### TO DO
In the listing below, find the line containing "Task — for every instance of the yellow". Write out that line and every line after it to the end, exactly and only those.

— begin —

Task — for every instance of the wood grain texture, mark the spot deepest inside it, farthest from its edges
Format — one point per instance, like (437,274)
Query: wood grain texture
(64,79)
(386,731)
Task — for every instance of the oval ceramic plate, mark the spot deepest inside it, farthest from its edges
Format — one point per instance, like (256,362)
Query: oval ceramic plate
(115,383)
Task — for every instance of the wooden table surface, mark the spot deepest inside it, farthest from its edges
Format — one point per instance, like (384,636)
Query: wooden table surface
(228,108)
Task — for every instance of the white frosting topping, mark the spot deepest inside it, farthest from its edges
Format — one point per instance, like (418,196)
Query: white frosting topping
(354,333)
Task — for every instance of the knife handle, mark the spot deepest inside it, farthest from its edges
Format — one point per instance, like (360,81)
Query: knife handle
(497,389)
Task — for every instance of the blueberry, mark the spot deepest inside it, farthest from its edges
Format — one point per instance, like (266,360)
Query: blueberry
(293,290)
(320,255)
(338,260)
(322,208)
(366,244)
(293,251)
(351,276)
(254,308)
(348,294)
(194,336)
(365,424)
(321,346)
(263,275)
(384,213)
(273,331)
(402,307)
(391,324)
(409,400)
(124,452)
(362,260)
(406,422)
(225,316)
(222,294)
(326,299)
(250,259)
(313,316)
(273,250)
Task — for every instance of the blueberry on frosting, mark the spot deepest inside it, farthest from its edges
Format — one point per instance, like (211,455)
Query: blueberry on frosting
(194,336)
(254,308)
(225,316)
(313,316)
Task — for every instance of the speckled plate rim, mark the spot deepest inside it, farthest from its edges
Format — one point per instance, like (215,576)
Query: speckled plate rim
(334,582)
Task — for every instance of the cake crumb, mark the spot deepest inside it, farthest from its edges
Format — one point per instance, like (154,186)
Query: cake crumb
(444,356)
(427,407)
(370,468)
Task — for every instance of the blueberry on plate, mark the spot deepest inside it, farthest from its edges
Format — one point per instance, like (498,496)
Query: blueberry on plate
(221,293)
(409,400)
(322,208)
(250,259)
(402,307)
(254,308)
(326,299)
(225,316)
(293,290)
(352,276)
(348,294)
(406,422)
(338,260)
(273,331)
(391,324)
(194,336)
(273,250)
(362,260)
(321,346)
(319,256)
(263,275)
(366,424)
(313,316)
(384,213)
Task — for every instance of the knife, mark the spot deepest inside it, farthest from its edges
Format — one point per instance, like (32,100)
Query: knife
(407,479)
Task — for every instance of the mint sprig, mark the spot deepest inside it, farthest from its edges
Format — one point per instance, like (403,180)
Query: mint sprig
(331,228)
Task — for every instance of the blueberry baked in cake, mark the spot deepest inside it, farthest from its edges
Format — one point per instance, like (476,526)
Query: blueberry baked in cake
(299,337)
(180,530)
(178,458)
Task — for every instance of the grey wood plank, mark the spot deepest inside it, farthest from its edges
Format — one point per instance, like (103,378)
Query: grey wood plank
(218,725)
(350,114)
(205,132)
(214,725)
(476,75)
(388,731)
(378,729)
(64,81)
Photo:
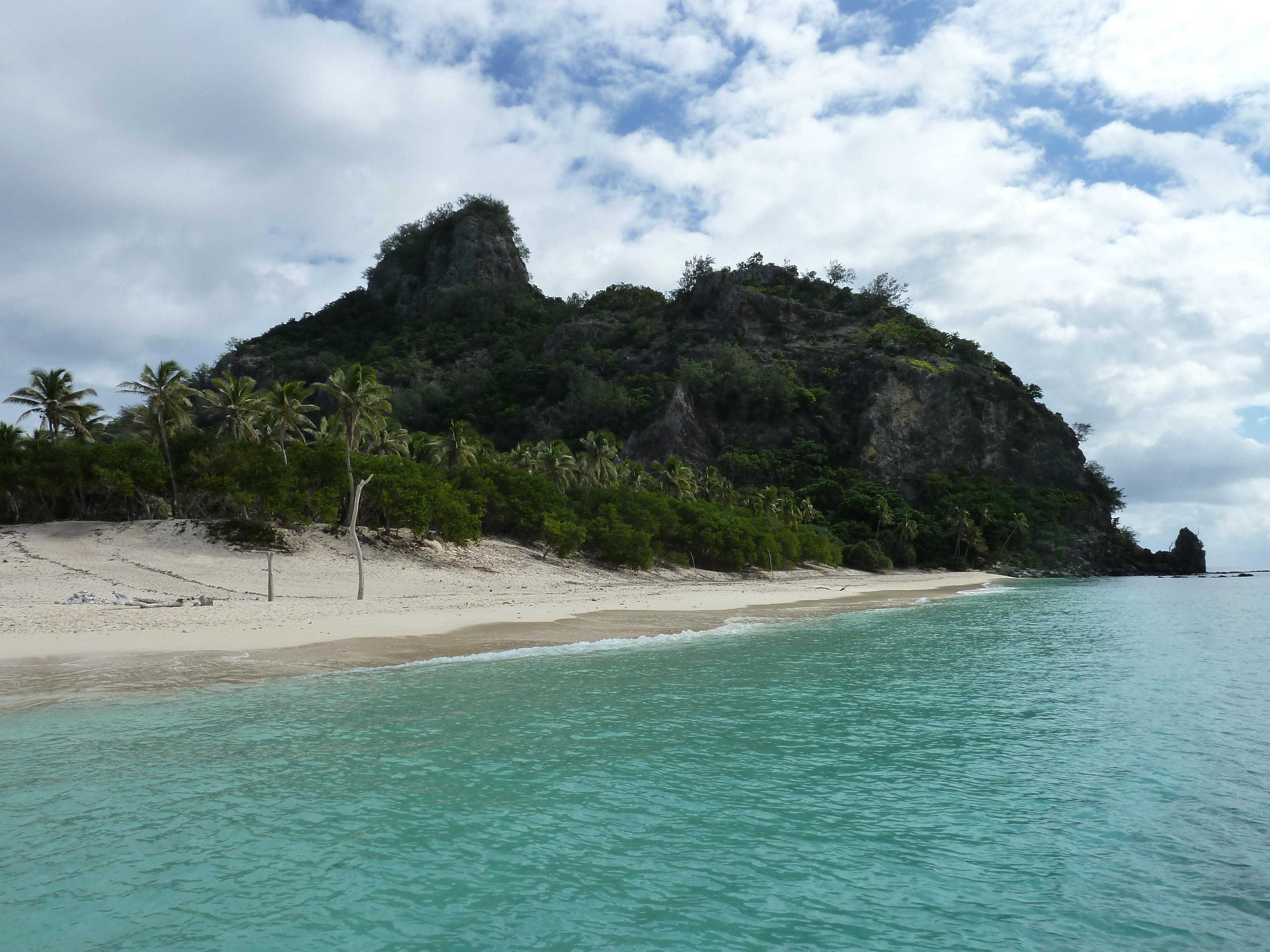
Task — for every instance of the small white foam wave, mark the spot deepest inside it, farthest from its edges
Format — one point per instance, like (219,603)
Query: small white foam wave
(581,648)
(987,591)
(737,625)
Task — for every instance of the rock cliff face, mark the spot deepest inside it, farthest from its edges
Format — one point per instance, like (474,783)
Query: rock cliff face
(745,367)
(476,244)
(895,411)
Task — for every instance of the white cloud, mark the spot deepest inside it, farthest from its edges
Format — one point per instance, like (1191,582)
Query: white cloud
(186,173)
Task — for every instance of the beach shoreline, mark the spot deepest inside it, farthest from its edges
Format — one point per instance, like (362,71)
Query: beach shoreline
(425,601)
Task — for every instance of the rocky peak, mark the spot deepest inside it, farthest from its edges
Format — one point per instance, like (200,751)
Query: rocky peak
(476,241)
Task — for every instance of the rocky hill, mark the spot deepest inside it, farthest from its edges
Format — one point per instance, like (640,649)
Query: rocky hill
(768,373)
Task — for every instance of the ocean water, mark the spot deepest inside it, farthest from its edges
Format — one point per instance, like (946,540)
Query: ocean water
(1053,766)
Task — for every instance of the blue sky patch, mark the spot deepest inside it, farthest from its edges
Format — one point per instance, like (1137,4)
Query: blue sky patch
(1255,423)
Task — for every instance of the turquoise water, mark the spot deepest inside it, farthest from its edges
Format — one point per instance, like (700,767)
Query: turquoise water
(1062,766)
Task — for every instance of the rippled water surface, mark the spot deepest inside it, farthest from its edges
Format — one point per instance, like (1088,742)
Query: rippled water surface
(1062,766)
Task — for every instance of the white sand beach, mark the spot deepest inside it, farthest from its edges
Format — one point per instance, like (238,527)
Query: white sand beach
(424,600)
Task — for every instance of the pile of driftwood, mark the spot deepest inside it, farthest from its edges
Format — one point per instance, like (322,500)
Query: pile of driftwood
(129,602)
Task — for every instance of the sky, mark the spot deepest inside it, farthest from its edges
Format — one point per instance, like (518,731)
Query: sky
(1081,186)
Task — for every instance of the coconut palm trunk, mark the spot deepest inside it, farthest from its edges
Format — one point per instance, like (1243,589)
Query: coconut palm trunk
(358,543)
(172,470)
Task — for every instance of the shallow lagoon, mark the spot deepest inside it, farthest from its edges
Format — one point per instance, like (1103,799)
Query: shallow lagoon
(1069,765)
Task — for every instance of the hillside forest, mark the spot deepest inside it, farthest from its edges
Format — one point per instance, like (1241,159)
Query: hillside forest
(756,417)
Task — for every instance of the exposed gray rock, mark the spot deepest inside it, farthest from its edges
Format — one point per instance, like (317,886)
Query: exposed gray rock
(571,336)
(678,432)
(468,249)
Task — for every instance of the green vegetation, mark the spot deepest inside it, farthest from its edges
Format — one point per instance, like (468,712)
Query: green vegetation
(759,507)
(488,408)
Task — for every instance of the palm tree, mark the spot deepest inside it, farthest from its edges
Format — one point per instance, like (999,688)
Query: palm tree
(459,446)
(238,403)
(718,489)
(675,478)
(557,464)
(1018,524)
(598,460)
(959,527)
(789,508)
(807,512)
(364,403)
(633,474)
(90,423)
(393,442)
(286,402)
(765,502)
(885,519)
(523,456)
(53,397)
(168,400)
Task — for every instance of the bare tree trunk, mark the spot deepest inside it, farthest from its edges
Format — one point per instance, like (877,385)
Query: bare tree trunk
(358,543)
(172,470)
(352,492)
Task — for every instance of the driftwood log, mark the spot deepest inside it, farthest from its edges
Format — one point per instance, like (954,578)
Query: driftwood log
(130,602)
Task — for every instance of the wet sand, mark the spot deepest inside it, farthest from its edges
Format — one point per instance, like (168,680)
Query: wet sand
(425,601)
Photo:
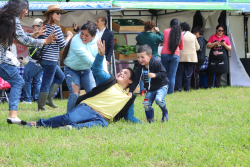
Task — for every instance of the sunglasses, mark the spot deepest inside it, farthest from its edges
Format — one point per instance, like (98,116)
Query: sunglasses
(58,13)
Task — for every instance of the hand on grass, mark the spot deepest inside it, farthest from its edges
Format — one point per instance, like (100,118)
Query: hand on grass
(151,75)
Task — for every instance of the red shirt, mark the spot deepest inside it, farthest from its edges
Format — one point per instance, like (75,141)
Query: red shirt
(165,48)
(215,37)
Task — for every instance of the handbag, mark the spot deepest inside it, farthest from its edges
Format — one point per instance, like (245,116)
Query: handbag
(4,84)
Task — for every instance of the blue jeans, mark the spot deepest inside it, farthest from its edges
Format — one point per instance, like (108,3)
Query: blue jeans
(185,71)
(81,116)
(32,71)
(170,62)
(157,96)
(10,74)
(51,70)
(83,78)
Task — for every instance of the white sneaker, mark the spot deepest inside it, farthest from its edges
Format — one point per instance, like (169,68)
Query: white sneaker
(25,102)
(67,127)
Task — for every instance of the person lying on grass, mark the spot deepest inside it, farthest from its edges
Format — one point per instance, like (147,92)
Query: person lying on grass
(155,81)
(108,101)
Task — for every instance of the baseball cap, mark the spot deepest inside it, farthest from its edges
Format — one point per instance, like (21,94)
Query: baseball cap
(37,22)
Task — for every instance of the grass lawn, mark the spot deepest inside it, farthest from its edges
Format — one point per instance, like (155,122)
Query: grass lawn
(206,128)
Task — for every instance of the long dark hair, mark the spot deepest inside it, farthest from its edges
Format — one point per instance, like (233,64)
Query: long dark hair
(87,26)
(175,35)
(8,14)
(50,20)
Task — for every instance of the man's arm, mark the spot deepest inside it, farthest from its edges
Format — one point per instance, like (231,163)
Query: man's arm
(110,46)
(129,116)
(97,68)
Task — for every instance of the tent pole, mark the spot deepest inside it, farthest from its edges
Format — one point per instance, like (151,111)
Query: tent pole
(229,52)
(113,64)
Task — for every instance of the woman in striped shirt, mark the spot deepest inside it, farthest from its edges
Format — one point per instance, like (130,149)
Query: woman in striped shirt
(11,30)
(53,75)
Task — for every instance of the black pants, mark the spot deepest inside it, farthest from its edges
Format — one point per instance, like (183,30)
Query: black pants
(210,80)
(185,70)
(195,81)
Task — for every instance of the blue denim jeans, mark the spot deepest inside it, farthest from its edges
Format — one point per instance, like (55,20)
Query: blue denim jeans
(81,116)
(32,71)
(10,74)
(51,71)
(83,78)
(170,62)
(157,96)
(184,71)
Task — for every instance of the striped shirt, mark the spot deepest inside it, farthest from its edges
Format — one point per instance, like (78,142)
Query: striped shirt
(22,38)
(51,51)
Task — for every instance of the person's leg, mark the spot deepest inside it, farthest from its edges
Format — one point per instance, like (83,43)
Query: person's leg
(49,69)
(37,81)
(178,78)
(173,65)
(87,80)
(59,77)
(210,80)
(217,80)
(159,100)
(80,114)
(148,101)
(29,72)
(189,67)
(73,82)
(10,74)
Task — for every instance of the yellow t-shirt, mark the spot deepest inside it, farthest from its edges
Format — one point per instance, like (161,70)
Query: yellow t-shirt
(109,102)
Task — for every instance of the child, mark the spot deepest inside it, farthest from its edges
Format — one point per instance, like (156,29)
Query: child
(155,81)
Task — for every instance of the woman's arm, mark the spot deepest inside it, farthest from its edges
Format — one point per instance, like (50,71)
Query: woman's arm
(228,47)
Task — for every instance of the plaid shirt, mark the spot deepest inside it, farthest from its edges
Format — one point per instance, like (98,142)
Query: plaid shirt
(22,38)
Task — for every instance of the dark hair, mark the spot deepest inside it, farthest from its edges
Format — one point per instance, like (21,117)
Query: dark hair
(104,20)
(145,48)
(90,27)
(218,26)
(185,26)
(199,30)
(8,14)
(149,25)
(132,73)
(175,35)
(50,20)
(87,26)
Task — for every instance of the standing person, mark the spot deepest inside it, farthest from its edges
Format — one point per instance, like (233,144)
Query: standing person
(50,58)
(155,81)
(106,102)
(201,54)
(218,62)
(187,59)
(106,35)
(153,40)
(147,37)
(32,72)
(173,42)
(11,30)
(79,56)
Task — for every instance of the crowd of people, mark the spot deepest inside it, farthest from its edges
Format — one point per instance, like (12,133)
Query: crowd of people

— end —

### RESPONSE TO THIS TASK
Task — for every instance of the yellow t-shirt, mark the spot deepest inside it, farthest from its edges
Format — one point per instance, like (161,70)
Query: yellow t-shirt
(109,102)
Task — for every instance of the child, mark the spot deepest inside it, farthest from its edges
Format — one point per instance, like (156,29)
Query: child
(155,81)
Task — for every instance of the woman's arm, mark the spot deepest inside it, farthest from its edges
Format — one point per instance, like (50,71)
Query: woman's arm
(228,47)
Task — for every instance of the plaid shirt, mark the spot deepest inside it, farthest from its edges
Format — one point per instance, like (98,142)
Query: plaid shirt
(22,38)
Task — for every instance of the dark hair, mark the spot deepest inside it, farthest from its edges
Format — one point per instance, like (21,117)
Query: dark hair
(104,20)
(145,48)
(90,27)
(218,26)
(185,26)
(199,30)
(8,14)
(149,25)
(132,73)
(175,35)
(50,20)
(87,26)
Task — for every instance of the standing person, mark the spot deepest inside it, farthest from its edges
Format — one point per instance, like (233,144)
Query: standing person
(50,58)
(155,81)
(106,102)
(201,54)
(218,62)
(187,59)
(106,35)
(153,40)
(147,37)
(32,72)
(173,42)
(11,30)
(79,56)
Task — for every instance of the crowd of people, mark the spot deepest inside it, farthest from its edges
Format — one point per instance, like (12,133)
Query: crowd of people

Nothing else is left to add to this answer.